[Record extracts Boundary: Start]
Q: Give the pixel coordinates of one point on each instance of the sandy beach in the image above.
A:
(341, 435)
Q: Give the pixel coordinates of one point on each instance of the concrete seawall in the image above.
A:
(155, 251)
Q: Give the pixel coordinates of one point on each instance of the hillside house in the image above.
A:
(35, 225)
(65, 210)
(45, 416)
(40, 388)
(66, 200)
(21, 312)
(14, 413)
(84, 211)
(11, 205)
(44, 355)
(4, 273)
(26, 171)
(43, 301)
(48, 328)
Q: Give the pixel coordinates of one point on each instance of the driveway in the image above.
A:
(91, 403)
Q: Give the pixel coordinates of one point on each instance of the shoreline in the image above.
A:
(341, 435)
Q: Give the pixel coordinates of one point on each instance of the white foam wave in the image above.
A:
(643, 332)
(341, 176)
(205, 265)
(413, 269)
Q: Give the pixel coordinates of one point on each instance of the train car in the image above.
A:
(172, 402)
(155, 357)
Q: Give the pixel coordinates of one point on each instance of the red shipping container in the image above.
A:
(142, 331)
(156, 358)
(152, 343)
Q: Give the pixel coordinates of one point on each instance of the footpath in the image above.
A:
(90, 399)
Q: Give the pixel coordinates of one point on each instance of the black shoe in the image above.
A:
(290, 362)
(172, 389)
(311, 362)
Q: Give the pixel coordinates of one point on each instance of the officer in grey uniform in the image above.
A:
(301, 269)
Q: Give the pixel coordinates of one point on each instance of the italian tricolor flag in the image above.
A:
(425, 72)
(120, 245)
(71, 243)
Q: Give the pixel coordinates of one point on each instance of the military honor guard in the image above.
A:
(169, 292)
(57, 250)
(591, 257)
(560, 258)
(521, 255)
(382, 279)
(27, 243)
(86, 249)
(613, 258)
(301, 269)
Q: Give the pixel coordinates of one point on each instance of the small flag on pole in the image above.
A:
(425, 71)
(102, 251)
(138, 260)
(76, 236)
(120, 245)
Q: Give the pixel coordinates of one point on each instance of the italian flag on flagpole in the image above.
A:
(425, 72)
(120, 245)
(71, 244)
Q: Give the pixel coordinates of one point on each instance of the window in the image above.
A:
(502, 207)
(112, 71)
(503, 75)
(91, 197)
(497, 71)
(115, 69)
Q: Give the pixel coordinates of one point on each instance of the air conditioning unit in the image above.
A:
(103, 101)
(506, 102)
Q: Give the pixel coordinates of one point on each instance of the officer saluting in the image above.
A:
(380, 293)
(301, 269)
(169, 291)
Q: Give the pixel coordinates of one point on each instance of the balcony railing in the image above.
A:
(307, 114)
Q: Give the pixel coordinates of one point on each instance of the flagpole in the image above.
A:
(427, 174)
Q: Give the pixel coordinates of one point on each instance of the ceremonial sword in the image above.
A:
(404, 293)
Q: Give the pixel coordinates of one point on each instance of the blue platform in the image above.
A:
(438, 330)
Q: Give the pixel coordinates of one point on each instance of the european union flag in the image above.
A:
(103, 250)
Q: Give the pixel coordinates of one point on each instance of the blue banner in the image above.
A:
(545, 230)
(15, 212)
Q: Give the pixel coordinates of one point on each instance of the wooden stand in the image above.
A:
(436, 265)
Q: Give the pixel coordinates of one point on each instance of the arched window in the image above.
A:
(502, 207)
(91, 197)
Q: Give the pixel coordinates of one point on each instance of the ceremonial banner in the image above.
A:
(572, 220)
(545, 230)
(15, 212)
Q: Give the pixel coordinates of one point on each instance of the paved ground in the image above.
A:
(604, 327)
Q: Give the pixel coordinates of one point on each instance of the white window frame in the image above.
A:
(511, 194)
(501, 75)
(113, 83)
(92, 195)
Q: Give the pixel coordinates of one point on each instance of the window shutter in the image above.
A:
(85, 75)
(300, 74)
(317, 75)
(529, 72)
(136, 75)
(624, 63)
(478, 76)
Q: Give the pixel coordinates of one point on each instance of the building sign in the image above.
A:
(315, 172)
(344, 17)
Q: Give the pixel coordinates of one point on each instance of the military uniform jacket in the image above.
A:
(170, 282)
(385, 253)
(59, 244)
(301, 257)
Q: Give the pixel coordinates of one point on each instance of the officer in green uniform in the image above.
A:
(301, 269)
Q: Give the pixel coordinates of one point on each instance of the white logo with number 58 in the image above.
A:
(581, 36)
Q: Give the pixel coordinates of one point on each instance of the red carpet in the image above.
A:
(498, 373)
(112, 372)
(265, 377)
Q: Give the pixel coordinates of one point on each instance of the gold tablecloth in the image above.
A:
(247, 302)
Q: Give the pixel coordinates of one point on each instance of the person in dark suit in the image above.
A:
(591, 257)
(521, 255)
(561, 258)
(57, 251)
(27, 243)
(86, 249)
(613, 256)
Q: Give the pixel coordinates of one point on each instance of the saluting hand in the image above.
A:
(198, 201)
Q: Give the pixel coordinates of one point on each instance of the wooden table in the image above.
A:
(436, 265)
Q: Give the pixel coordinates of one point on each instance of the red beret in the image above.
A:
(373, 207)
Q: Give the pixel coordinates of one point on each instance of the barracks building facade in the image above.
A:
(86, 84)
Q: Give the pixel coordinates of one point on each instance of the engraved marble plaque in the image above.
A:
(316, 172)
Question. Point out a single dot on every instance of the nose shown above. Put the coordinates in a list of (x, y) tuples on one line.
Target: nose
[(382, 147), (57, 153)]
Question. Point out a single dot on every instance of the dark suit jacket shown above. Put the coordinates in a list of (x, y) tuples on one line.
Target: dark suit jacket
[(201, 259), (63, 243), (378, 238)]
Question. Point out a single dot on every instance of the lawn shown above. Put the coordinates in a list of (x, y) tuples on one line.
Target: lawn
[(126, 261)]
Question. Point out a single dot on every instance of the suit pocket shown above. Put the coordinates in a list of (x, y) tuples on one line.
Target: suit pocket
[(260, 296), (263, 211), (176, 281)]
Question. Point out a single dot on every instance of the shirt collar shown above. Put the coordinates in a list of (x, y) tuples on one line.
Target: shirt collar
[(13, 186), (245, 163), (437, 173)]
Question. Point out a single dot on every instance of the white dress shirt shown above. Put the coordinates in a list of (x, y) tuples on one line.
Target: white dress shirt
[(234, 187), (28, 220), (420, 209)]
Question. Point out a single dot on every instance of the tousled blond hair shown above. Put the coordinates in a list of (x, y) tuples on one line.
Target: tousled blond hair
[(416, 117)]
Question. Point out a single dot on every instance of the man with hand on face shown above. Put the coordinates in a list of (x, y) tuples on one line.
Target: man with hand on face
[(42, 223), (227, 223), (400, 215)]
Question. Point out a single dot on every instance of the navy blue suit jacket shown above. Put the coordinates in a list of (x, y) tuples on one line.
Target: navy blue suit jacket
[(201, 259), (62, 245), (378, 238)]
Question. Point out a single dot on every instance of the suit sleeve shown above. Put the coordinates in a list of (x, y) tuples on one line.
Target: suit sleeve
[Record extracts Boundary: End]
Try it
Copy out every entry above exactly.

Result below
Q: Give the pixel coordinates of one point on each instance of the sandy beach in the image above.
A:
(341, 435)
Q: Give the pixel coordinates of one point on each instance of the concrete seawall in the image above.
A:
(155, 251)
Q: Give the pixel coordinates of one point on each instance of the hillside house in the image above.
A:
(35, 225)
(65, 210)
(45, 416)
(40, 388)
(66, 200)
(21, 312)
(14, 413)
(84, 211)
(11, 205)
(44, 355)
(4, 273)
(26, 171)
(43, 301)
(48, 328)
Q: Give the pixel coordinates of one point on each instance of the driveway in the image above.
A:
(91, 403)
Q: Give the pixel coordinates of one point on each instance of the shoreline in the image above.
A:
(341, 435)
Q: Give the pixel coordinates of one point on each instance of the white foam wave in the image above.
A:
(643, 332)
(341, 176)
(205, 265)
(413, 269)
Q: Give the pixel coordinates of one point on each instance of the train car in the image above.
A:
(172, 402)
(155, 357)
Q: Give the pixel coordinates of one point on each instance of the red shipping container in the image above.
A:
(142, 331)
(156, 358)
(152, 343)
Q: Give the pixel coordinates of one point on each instance of the footpath in the image above.
A:
(90, 399)
Q: Give the pixel coordinates of one point on each instance of the black shoe in the image above.
A:
(290, 362)
(172, 389)
(311, 362)
Q: Give the pixel coordinates of one point on each instance of the officer in grey uniform in the image above.
A:
(301, 269)
Q: Give the pixel coordinates of one point on each instance of the italian tricolor flag in the image above.
A:
(425, 72)
(120, 245)
(71, 243)
Q: Give the pixel coordinates of one point on each instance of the military honor guard in the image above.
A:
(169, 292)
(57, 250)
(591, 257)
(560, 258)
(521, 255)
(382, 279)
(27, 243)
(86, 249)
(613, 258)
(301, 269)
Q: Give the pixel coordinates of one point on each instance of the small flag on pole in the image above.
A:
(425, 71)
(102, 251)
(138, 260)
(76, 236)
(120, 245)
Q: Give the pixel coordinates of one point on each instance of the italian flag on flagpole in the image above.
A:
(425, 72)
(120, 245)
(71, 244)
Q: Give the pixel coordinates of one point on each instance of the window in the image above.
A:
(502, 207)
(112, 71)
(503, 75)
(91, 197)
(497, 71)
(115, 69)
Q: Give the pixel coordinates of one point on each instance of the air conditioning unit in the image above.
A:
(103, 101)
(506, 102)
Q: Give the pixel coordinates of one point on each instance of the officer saluting in the image above.
A:
(380, 293)
(301, 269)
(169, 291)
Q: Give the pixel coordinates of one point on each instance of the balcony railing in the image above.
A:
(307, 114)
Q: Give the pixel coordinates of one point on each instance of the flagpole in the image above.
A:
(427, 174)
Q: Give the pixel coordinates of one point on each instance of the ceremonial sword in the image above.
A:
(404, 293)
Q: Give the pixel coordinates of one point on each instance of the blue platform in the image above.
A:
(438, 330)
Q: Give the pixel coordinates of one point on each instance of the european union flag in the image above.
A:
(103, 250)
Q: Give the pixel coordinates of one point on each instance of the blue banner in the image above.
A:
(545, 230)
(15, 212)
Q: Give the pixel coordinates of one point on each instance of the wooden stand in the image above.
A:
(436, 265)
Q: Give the pixel coordinates of one point on each instance of the arched window in the image above.
A:
(502, 207)
(91, 197)
Q: Give the pixel coordinates of one point on each instance of the ceremonial banner in the image above.
A:
(572, 220)
(545, 230)
(15, 212)
Q: Give the pixel coordinates of one point on each instance of the paved ground in the image above.
A:
(604, 327)
Q: Give the pixel coordinates of one point on each instance of the white window frame in the image above.
A:
(511, 194)
(501, 75)
(113, 83)
(92, 195)
Q: Give the pixel coordinates of one point on each instance of the window shutter in the image above.
A:
(85, 75)
(300, 74)
(317, 75)
(529, 72)
(136, 75)
(624, 63)
(478, 76)
Q: Give the pixel coordinates of one point on each instance of the building sign in the image above.
A:
(315, 172)
(344, 17)
Q: Give the pixel coordinates of one point on each instance of the military uniform jacket in the image above.
A:
(170, 282)
(385, 253)
(59, 244)
(301, 257)
Q: Give the pixel coordinates of one point on each instance of the officer in green uniform in the image above.
A:
(301, 269)
Q: Give the pixel coordinates of one point on each instance of the white logo with number 58 in the image above.
A:
(581, 36)
Q: Give the pixel coordinates of one point on each instance of the red carpet in the image above.
A:
(498, 373)
(112, 372)
(265, 377)
Q: Give the pixel coordinates of one point on each instance of the gold tablecloth in the image above.
A:
(247, 302)
Q: Give the pixel coordinates of one point on each instance of the person in dark suit in the image above.
A:
(591, 257)
(521, 255)
(561, 258)
(57, 251)
(27, 243)
(86, 249)
(613, 256)
Q: Give the pixel coordinates of one point on each instance of the saluting hand in the image above.
A:
(198, 201)
Q: Give the pixel coordinates of one point on each instance of the wooden table in the image above.
A:
(436, 265)
Q: Give the pixel coordinates of one point on each instance of the red beret in the image above.
A:
(373, 207)
Q: Give the pixel coordinates of one point on each instance of the barracks building facade in the image above.
A:
(86, 84)
Q: Give the pixel coordinates of one point on each instance of the engraved marble plaque in the image above.
A:
(316, 172)
Question. Point out a single dot on every instance of the nose shown above. Put the coordinates in a list of (x, y) tuples on one line.
Target: nose
[(382, 147), (57, 153)]
Question. Point out a single dot on every instance of the dark suit jacket shown above. Put the coordinates in a list of (x, y) tuples on one line.
Target: dark suit jacket
[(201, 259), (63, 243), (378, 238)]
Question. Point out a single dot on every instance of the lawn shown above. Put the coordinates in a list of (x, y) tuples on one line.
Target: lawn
[(126, 261)]
Question. Point out a single dot on every instance of the suit pocket shown above. Put the coordinates in a list of (x, y) tuples on one line.
Target: suit pocket
[(260, 296), (263, 211), (176, 281)]
Question. Point out a single dot on every instance of the shirt collar shown above. Put the coordinates in a list of (x, y) tuples on one line.
Target: shirt collar
[(13, 186), (245, 163), (437, 173)]
Question. Point out a single dot on every instance of the white dress shirt shown above. Put the coordinates in a list of (x, y) tuples on one line.
Target: white dress shirt
[(234, 187), (28, 220), (420, 209)]
Question. Point out a single dot on every instance of the tousled blond hair shown above. Put the coordinates in a list of (x, y) tuples on one line.
Target: tousled blond hair
[(416, 117)]
Question. Point out a single dot on every instance of the man with hand on face shown above. Put the coordinates in a list of (x, y) tuples on one line.
Target: man with hand on face
[(42, 223), (227, 223), (400, 215)]
Question. Point out a single dot on every instance of the navy blue suit jacket shown above. Put the coordinates in a list of (x, y) tuples on one line.
Target: navy blue suit jacket
[(201, 259), (62, 245), (378, 238)]
Question. Point out a single dot on every instance of the suit sleeve shown above. Put the coordinates in a list of (x, y) tuples on one line.
Target: suit sleeve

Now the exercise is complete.